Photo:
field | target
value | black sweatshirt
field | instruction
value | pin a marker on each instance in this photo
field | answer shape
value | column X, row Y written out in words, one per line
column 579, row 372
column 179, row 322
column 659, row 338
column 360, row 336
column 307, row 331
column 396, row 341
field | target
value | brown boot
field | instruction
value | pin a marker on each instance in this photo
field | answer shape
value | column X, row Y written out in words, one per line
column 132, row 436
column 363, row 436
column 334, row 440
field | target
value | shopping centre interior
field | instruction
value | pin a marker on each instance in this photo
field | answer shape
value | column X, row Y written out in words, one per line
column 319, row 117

§ **Do this**
Copy every line of the items above word for word, without changing anything.

§ **Correct answer**
Photo:
field | target
value | black sweatshirt
field | instruction
value | pin a marker on each instance in this photo
field | answer shape
value | column X, row Y written out in words, one per line
column 579, row 372
column 179, row 322
column 659, row 338
column 360, row 336
column 307, row 331
column 396, row 341
field | target
value | brown boot
field | instruction
value | pin a marker on each instance in this photo
field | answer shape
value | column X, row Y written out in words, one per line
column 132, row 436
column 363, row 436
column 334, row 440
field | target
value | shopping centre interior
field | instruction
value | pin a marker on each instance in this photo
field | answer shape
value | column X, row Y written out in words, one per line
column 319, row 117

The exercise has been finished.